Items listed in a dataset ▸
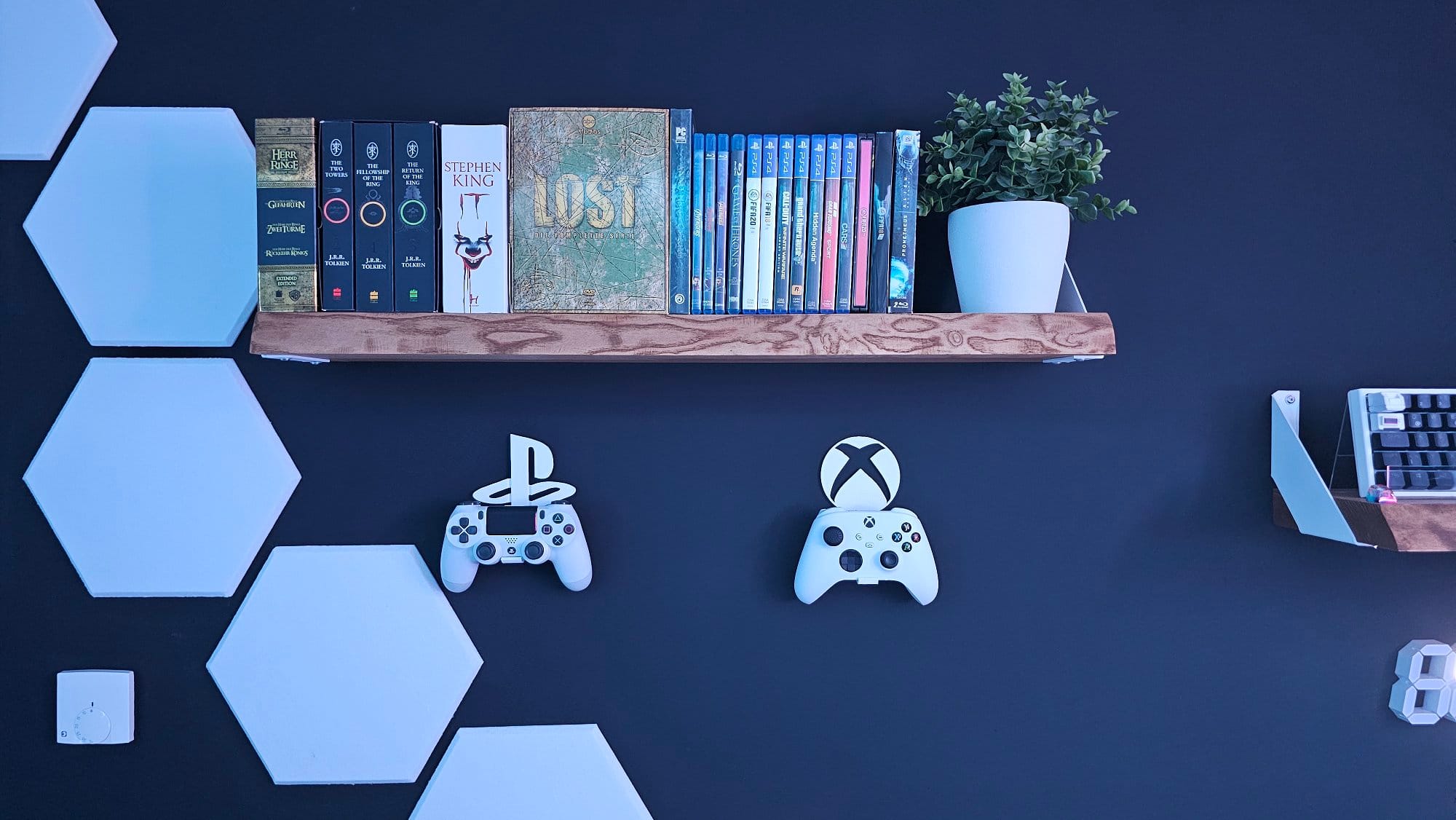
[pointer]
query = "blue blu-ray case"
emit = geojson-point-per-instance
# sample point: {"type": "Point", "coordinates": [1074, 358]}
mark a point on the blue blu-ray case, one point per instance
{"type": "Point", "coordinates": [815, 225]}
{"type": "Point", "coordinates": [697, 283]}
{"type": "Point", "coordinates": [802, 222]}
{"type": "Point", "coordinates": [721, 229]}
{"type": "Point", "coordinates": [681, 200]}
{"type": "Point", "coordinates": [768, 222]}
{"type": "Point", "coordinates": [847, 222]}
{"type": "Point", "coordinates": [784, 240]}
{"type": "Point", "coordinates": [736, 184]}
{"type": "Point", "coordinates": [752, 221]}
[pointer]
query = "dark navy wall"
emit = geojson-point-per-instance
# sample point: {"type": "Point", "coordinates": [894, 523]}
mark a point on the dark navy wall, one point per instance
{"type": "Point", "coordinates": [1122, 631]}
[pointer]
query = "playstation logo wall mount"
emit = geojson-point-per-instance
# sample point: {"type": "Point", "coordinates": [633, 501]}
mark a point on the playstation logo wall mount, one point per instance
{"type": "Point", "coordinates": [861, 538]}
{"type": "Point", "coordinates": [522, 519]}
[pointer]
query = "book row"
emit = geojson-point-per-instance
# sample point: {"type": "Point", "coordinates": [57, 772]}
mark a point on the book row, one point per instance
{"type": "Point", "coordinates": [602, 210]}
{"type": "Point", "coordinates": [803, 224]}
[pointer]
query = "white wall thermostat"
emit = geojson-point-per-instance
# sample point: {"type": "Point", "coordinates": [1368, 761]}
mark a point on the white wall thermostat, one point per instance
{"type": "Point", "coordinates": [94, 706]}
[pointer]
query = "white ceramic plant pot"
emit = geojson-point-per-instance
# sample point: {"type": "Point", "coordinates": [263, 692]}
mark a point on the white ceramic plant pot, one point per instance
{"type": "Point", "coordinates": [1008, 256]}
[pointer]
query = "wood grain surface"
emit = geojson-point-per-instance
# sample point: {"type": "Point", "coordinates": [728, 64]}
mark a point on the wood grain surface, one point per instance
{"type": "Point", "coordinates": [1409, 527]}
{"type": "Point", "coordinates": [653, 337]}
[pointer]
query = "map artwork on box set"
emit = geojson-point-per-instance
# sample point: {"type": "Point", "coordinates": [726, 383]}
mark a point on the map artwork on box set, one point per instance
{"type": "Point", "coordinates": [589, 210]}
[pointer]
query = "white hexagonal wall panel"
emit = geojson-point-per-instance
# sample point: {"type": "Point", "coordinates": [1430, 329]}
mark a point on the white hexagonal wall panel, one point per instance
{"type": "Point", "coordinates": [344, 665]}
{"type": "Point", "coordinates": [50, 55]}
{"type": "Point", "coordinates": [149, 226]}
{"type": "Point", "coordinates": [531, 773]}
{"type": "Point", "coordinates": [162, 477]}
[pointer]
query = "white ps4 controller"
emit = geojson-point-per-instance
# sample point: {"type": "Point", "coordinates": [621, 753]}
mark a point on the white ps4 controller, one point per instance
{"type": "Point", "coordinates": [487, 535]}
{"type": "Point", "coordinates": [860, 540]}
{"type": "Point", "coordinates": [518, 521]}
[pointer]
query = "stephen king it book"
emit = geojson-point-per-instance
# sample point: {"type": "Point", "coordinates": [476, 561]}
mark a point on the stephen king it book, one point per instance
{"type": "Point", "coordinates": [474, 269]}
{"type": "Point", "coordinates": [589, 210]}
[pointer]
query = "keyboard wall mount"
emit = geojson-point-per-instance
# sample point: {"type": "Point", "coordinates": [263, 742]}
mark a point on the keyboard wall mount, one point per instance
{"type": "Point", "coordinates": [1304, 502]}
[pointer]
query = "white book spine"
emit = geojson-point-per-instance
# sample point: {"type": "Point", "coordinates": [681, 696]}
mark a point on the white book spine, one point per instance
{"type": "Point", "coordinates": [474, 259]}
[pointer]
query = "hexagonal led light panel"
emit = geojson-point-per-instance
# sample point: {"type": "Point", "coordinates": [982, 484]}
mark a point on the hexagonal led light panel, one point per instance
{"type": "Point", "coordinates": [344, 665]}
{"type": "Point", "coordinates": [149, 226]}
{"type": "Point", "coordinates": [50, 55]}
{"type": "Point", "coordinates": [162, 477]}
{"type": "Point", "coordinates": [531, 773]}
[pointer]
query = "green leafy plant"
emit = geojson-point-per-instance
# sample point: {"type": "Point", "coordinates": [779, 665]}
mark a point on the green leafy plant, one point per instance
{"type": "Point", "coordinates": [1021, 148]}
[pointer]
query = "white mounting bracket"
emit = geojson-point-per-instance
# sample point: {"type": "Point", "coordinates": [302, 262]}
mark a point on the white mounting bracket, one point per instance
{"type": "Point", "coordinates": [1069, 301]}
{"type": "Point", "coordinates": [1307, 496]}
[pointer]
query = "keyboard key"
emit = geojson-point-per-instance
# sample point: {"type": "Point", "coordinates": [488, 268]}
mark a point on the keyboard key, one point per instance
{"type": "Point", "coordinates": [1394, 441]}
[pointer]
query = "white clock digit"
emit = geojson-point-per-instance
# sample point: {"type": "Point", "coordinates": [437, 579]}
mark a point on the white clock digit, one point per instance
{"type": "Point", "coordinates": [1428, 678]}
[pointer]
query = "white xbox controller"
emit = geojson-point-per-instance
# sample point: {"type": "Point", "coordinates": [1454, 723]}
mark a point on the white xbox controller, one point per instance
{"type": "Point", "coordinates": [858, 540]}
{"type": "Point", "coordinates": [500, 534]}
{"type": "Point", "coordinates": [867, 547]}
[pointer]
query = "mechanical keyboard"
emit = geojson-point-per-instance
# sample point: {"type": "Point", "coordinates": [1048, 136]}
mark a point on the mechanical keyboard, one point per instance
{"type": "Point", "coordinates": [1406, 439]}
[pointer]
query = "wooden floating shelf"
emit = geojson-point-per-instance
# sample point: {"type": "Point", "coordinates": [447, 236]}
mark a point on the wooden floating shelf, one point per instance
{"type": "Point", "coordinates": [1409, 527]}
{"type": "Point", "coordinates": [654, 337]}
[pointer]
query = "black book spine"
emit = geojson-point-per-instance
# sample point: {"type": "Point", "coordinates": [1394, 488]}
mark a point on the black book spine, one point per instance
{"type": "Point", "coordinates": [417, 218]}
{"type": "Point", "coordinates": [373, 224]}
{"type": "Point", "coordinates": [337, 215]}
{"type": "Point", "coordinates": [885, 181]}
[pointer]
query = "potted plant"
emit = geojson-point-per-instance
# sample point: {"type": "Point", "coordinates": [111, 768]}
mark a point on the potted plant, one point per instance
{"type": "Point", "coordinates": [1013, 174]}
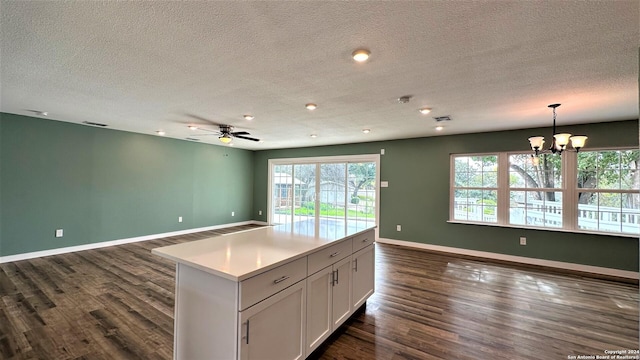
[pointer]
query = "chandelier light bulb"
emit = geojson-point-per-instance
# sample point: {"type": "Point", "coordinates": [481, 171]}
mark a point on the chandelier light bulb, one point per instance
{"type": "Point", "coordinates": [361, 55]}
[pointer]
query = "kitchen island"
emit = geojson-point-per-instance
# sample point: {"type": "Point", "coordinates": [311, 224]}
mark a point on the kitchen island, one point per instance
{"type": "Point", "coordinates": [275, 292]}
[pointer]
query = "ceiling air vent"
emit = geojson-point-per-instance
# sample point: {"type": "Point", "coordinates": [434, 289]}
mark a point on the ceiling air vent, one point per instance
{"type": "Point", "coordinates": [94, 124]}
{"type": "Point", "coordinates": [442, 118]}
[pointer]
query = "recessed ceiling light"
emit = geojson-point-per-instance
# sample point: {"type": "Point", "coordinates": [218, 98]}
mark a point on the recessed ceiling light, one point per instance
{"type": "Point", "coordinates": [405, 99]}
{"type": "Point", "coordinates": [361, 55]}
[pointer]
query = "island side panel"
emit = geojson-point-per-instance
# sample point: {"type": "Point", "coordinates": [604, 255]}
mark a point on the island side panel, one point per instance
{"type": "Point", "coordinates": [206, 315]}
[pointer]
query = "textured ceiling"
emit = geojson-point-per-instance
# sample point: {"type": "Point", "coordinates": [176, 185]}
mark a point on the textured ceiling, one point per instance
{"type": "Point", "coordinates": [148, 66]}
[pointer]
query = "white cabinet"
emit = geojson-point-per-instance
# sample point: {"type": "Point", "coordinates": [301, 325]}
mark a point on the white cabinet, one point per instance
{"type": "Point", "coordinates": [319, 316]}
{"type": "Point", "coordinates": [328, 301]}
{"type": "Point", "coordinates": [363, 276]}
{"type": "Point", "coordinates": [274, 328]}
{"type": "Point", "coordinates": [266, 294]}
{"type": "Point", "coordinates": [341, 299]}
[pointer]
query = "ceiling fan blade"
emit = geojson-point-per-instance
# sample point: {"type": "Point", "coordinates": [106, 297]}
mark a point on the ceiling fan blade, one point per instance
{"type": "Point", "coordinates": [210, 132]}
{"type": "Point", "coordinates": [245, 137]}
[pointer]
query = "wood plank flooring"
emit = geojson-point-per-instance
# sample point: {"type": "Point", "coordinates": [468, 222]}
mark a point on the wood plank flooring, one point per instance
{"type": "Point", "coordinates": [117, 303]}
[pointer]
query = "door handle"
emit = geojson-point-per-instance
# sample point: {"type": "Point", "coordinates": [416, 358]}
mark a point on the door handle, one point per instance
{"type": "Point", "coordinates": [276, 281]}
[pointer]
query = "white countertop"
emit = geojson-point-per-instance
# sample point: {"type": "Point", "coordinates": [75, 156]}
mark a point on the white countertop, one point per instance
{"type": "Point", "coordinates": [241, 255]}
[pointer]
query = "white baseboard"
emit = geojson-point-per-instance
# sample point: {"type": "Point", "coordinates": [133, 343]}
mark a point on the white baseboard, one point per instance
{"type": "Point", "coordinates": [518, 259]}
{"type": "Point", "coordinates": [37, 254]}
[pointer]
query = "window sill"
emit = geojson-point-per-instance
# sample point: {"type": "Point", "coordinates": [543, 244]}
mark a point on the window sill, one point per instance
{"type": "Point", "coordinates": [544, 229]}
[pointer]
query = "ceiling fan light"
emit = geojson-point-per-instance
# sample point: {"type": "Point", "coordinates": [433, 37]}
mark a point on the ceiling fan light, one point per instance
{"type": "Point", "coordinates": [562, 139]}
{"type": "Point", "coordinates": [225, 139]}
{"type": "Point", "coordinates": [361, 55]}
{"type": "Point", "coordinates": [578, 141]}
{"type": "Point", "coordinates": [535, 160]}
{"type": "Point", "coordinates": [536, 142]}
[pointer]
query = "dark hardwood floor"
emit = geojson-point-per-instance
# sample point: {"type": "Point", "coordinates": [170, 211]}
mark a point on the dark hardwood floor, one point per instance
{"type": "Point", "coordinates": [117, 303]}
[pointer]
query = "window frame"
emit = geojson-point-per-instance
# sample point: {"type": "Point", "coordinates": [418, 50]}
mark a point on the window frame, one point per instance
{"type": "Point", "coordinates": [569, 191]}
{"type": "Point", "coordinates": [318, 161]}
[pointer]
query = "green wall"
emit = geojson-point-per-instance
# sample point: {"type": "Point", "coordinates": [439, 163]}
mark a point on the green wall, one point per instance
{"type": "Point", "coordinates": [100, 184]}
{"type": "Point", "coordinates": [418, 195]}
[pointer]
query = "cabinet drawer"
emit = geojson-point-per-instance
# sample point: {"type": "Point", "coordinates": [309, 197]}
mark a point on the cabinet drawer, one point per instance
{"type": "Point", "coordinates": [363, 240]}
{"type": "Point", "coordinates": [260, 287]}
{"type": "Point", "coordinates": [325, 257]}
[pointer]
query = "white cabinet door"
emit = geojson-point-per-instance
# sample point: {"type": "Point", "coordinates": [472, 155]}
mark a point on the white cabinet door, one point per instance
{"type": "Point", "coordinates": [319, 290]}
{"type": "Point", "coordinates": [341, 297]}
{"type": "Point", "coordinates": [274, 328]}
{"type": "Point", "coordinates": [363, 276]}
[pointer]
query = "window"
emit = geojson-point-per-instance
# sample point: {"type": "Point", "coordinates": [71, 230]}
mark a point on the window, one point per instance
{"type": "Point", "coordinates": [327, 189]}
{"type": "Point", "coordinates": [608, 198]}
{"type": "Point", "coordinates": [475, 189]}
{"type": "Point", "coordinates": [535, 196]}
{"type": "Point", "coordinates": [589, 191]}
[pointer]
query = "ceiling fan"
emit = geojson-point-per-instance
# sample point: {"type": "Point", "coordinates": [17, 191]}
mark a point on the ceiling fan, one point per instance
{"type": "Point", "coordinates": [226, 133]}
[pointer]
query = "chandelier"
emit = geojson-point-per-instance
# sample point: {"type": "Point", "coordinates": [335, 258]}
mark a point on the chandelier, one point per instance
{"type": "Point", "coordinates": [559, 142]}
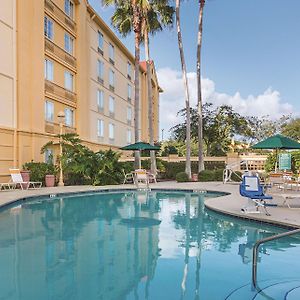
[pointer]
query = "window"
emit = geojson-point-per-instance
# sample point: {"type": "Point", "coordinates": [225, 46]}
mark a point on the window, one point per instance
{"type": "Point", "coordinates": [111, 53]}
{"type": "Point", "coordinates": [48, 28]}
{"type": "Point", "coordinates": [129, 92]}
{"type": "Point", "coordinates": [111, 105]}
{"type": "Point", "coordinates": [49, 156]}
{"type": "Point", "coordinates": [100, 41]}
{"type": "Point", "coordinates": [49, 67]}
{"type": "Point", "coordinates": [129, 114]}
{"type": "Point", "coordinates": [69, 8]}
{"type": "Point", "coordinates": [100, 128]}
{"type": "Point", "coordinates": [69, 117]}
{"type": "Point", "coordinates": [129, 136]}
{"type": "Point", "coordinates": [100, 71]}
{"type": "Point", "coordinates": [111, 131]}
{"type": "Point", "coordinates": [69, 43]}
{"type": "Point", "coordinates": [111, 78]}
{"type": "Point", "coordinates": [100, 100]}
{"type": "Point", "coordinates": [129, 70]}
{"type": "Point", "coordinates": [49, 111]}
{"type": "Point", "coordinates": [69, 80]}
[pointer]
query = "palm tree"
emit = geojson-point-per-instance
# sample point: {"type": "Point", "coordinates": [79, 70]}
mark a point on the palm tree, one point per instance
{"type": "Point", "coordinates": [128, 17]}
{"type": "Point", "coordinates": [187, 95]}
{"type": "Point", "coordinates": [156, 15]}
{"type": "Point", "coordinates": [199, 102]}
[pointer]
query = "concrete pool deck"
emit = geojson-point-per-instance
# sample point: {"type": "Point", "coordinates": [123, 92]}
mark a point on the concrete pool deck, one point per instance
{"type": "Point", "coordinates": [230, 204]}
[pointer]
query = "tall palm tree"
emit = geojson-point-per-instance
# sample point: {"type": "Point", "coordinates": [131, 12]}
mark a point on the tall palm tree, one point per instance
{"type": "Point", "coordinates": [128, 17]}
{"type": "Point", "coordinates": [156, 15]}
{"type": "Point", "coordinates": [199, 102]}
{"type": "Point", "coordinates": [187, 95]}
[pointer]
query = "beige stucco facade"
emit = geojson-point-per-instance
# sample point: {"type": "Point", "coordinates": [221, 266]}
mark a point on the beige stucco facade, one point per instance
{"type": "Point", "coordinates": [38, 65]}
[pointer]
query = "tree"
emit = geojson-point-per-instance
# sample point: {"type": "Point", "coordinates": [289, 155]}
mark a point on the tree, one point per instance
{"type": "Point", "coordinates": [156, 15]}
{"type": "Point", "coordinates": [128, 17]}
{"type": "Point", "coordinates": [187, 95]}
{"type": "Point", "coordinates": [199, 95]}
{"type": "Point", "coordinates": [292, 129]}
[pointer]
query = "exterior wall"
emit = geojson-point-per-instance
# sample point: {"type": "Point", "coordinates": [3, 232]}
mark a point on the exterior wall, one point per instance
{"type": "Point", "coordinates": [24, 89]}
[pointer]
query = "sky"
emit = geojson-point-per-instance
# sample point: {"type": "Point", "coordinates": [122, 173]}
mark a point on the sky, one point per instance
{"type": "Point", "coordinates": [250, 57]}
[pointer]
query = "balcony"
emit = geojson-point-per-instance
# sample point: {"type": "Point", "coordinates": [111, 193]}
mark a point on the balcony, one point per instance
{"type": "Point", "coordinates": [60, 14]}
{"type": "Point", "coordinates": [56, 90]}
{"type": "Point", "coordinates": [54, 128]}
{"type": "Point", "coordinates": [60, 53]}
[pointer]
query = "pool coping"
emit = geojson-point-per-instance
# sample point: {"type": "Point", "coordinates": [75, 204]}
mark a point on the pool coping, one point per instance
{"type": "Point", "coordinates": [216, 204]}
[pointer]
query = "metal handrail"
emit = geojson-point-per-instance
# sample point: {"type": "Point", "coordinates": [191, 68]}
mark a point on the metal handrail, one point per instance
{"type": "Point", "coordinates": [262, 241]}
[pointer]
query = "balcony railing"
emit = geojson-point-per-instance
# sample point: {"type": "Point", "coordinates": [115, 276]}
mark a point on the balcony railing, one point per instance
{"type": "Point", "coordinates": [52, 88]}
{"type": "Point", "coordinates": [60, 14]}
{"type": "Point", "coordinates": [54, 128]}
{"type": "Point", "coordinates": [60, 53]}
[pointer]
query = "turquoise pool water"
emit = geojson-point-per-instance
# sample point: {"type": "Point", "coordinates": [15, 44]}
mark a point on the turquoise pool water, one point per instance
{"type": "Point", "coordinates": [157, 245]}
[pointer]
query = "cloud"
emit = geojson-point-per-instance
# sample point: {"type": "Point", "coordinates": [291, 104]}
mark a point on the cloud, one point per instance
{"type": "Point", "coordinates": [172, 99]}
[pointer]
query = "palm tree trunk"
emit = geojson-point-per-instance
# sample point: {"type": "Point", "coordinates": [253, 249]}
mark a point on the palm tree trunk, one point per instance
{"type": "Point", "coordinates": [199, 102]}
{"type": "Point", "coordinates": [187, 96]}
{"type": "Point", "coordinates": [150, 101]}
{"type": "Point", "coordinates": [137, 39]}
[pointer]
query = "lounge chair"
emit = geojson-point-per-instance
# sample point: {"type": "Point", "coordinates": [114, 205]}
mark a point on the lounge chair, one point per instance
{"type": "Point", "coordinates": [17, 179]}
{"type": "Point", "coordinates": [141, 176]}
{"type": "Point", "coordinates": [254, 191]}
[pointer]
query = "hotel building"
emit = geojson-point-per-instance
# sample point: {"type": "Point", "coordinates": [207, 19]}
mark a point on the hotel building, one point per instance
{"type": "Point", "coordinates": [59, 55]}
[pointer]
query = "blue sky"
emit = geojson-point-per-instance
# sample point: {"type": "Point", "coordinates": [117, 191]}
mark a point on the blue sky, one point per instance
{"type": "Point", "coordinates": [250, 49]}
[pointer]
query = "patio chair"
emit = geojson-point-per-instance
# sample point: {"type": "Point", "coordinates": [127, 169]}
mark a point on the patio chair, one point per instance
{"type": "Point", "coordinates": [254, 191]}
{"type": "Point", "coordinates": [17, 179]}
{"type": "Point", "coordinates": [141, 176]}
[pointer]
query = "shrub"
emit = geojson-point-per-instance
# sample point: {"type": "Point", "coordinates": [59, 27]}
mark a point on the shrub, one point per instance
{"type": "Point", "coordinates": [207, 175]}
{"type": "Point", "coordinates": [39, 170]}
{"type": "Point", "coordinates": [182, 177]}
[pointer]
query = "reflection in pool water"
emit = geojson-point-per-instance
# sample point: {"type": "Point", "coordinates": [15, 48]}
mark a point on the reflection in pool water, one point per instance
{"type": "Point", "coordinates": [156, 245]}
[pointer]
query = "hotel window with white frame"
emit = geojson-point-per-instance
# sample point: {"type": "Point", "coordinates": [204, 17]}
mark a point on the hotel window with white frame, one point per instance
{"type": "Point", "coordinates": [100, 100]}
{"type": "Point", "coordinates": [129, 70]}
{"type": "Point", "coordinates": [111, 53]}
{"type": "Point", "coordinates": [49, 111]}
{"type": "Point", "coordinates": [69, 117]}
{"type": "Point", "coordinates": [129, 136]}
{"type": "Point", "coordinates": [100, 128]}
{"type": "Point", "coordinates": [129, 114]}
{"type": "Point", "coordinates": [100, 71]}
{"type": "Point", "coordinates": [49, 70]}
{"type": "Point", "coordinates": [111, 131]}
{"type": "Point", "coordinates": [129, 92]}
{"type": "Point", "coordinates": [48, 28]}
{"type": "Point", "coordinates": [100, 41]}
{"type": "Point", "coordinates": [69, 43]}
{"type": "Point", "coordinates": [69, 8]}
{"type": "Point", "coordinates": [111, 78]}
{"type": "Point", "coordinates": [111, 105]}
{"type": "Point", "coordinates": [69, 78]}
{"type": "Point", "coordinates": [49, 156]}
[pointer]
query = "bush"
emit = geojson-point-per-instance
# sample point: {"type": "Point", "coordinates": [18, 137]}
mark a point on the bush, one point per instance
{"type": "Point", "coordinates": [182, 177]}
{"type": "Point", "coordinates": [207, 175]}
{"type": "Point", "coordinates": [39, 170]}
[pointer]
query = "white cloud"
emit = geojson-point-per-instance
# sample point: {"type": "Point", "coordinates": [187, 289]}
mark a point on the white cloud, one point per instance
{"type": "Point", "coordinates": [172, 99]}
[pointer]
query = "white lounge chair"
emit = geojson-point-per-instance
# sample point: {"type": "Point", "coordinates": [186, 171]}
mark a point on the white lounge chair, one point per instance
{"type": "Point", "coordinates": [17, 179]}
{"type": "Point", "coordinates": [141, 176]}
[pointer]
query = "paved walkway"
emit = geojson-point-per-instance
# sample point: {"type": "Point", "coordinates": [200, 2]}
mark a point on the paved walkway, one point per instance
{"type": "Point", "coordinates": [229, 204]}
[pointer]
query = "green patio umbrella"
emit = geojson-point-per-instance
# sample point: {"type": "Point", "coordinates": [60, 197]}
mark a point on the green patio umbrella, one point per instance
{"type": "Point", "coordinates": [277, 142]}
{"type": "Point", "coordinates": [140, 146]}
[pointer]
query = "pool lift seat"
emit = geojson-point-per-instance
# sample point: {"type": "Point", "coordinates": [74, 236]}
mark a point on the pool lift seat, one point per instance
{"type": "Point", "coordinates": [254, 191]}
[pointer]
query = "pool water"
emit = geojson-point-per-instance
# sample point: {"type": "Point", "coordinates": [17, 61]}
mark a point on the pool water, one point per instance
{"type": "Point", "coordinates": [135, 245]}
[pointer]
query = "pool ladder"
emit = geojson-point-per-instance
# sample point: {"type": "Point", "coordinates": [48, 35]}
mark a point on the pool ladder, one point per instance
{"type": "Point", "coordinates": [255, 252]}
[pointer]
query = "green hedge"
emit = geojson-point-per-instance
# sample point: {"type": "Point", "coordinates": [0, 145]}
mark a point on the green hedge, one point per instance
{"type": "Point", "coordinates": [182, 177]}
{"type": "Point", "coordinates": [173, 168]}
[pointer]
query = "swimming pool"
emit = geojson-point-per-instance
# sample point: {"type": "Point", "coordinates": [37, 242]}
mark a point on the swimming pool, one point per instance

What the exercise asks ▸ Select every line of the records above that contains the word "blue" and copy those lines.

Completed task ▸
query = "blue blu-ray case"
mark a point on the blue blu-ray case, one point per instance
query = "blue sky"
mark a point on the blue sky, one point per instance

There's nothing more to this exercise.